TEXT PROVIDED
####

FINGERSCROSSED socks do not compromise in design and performance as we do not compromise in working with the best partners and cycling enthusiasts around the planet.
We are cycling nerds. We absorb everything related with cycling. Things which inspire us to achieve our goals. Things which make us faster or feel and look better on the bike. With our recommendations we want to feature passionate people who produce good products with either great technical focus, awesome design and/or performance-enhancing detail.


“Our product must serve a purpose, our purpose being a mixture of style and obviously feel/function. Style is a lot easier to achieve vs. functionality/feel."

burgh bartape fingerscrossed journal blog

burgh bartape fingerscrossed journal blog

Burgh is a very young and fresh startup from Tasmania. It is owned by 22-year old, recently graduated design student Thomas who does Burgh purely out of passion in the late nights after his day job.

Specialising in bar tapes, Burgh looks to draw inspiration from all areas of life and spread a bit of style onto those areas we all connect with, the handlebars. Burgh bar tapes are clean and simple black and white, build from unique polymer blend. To give their products unique aesthetics Burgh teams up with designers and illustrators from around the globe.

But it’s not just about style. Being functional at the same time is key. The tape provides amazing shock absorption which makes cobble lovers happy. It is water resistant so dirt can be easily swiped off with a damp cloth. When the weather turned out not as you expected or you just love being out cycling in the rain, the bar tape remains grippy in the wettest of conditions, gloves or no gloves.

burgh bartape fingerscrossed journal blog

Burgh aims to build meaningful relationships not only with its customers but also with its partners, whilst “maintaining a high level of design, aesthetics and quality gear.”

Cycling is community. So putting the same focus on partnerships it is nothing but consequent FINGERSCROSSED interviewed the founder and designer behind Burgh.


You are extremely young for being founder of a brand - how did this come?

I've always loved making, learning, creating new things, and have always wanted to try my hand at running a business. The part which excited me the most was, I was going in head first with absolutely no knowledge of what it took to run a business, how much time was involved, and the crazy number of things you have to consider before even launching! That is what drives me. Learning new things that challenge me.

When did you have the idea about designing cycling products? Tell us your story, please.

I first started cycling around 5-6 years ago, after Australian Cadel Evans won the tour. It was always important for me to have nice looking gear, as I am not a very strong or fast rider. The first time I considered making cycling products was around April of 2016. I had recently started a Graphic Design course, and was learning about how to make all sorts of cool things, so one thing led to another.

Initially I wanted to do cycling kits, however being a student, with a very limited income, it just wasn't feasible or affordable, and it's also such a saturated market, you've got to be absolutely killing it to get recognised. I noticed a gap in some areas of cycling accessories, and ending up choosing bar tape, as it was something I could afford, and gave me a blank canvas with very few limitations as to what I could put on it.

What marked the birth of burgh - and how do people respond to the brand and products?

Burgh was born in August 2016, after months of deliberating whether to jump in the deep end, or play it safe and write it off as another one of my crazy ideas. Initially I did a small round where I put out a request on Instagram, asking if anyone was keen to test some new bar tape.

####

DATASET EXTRACT
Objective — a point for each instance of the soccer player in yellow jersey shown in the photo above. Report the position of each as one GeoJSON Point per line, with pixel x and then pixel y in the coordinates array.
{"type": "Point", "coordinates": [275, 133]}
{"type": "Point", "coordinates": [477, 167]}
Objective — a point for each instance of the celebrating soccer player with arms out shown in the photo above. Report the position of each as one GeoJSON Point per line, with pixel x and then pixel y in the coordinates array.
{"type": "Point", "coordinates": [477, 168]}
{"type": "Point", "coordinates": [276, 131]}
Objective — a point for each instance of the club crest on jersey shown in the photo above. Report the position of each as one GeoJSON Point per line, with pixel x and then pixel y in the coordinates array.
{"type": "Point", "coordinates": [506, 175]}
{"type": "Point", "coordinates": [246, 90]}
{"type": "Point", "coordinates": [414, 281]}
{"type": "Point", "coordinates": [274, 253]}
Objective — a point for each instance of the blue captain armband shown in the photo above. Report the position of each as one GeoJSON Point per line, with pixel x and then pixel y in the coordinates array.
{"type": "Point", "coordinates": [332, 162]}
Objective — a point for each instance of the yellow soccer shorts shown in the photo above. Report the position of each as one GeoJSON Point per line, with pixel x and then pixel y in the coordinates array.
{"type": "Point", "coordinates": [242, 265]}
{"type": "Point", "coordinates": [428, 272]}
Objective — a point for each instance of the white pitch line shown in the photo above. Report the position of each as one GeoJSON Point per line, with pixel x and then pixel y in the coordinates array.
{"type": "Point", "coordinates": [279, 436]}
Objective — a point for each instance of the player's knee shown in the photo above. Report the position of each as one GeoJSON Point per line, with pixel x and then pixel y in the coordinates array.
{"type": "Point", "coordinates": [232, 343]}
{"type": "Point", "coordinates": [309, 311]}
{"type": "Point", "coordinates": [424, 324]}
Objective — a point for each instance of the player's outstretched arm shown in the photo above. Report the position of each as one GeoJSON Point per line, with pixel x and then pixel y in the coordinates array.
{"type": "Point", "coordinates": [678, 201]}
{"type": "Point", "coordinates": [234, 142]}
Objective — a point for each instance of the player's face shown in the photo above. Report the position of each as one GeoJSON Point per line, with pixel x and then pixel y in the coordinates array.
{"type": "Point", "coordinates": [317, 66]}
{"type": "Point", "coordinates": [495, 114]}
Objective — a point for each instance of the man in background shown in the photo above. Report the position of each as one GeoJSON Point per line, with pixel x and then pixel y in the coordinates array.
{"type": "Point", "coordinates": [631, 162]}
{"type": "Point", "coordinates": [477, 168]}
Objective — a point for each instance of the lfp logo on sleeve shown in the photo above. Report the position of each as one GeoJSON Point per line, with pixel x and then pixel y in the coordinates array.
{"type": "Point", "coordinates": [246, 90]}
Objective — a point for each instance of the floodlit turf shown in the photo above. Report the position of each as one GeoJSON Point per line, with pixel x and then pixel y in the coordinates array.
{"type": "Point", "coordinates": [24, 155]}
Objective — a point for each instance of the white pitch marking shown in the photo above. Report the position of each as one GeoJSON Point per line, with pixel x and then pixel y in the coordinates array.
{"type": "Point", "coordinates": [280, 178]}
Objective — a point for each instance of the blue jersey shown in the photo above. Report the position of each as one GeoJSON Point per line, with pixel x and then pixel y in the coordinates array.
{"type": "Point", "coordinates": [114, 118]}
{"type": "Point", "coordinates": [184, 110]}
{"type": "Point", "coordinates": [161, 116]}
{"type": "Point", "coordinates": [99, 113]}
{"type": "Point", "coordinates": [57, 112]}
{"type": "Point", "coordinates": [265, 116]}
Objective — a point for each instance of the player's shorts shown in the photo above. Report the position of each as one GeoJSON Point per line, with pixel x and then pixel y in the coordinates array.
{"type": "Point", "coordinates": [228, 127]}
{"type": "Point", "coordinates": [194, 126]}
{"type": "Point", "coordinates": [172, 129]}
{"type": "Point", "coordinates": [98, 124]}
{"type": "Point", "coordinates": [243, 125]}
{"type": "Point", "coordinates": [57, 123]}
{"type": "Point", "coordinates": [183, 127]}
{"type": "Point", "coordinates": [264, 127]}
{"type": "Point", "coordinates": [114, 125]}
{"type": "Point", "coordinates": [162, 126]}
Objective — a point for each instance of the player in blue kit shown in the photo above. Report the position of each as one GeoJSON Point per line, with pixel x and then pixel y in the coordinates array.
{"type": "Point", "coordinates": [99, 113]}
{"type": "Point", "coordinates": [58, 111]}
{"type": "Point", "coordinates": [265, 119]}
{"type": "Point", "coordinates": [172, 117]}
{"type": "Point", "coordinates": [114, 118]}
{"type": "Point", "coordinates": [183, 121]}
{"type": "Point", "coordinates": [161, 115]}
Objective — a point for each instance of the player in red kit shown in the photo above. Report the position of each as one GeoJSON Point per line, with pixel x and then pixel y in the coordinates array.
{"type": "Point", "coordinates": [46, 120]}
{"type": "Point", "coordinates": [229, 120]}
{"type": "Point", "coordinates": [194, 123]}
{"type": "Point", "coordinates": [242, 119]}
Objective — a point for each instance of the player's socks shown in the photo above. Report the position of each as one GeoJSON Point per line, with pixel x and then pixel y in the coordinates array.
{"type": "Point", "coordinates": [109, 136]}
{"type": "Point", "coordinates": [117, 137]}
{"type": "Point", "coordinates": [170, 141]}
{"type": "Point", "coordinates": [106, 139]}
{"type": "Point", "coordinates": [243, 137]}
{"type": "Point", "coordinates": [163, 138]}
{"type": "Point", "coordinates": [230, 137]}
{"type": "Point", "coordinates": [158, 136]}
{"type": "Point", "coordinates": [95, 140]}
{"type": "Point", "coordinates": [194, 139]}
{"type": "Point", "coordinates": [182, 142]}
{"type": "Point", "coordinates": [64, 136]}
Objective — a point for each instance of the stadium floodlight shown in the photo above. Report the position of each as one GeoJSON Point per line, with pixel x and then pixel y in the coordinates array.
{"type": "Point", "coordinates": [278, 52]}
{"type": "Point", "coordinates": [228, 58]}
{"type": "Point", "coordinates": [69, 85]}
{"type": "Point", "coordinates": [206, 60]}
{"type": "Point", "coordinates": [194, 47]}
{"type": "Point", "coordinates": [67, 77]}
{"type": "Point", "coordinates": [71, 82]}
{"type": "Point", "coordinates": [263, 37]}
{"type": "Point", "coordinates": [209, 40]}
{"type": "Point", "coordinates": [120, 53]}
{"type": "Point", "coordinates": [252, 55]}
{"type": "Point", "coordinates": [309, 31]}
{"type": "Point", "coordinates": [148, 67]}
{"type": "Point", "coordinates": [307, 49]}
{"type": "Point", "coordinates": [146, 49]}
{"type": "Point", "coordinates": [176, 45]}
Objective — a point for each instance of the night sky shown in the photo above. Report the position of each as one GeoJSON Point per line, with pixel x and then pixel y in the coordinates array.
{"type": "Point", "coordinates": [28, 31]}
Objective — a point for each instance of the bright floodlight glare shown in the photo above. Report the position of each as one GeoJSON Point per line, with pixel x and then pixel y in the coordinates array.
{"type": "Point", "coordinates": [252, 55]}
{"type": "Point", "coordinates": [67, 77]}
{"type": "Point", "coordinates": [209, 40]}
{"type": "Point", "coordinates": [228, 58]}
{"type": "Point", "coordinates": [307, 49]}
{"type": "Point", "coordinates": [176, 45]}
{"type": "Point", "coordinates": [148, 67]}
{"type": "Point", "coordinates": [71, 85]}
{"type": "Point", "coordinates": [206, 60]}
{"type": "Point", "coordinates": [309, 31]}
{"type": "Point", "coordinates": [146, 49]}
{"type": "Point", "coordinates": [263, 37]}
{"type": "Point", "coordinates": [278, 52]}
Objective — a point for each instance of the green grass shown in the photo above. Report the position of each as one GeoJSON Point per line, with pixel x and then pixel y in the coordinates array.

####

WHAT TO WORK ON
Return the part of the Burgh article starting with "FINGERSCROSSED socks do" and going on through "around the planet.", word for word. The records are separate material and are not connected to the Burgh article.

RESPONSE TO THE EXERCISE
FINGERSCROSSED socks do not compromise in design and performance as we do not compromise in working with the best partners and cycling enthusiasts around the planet.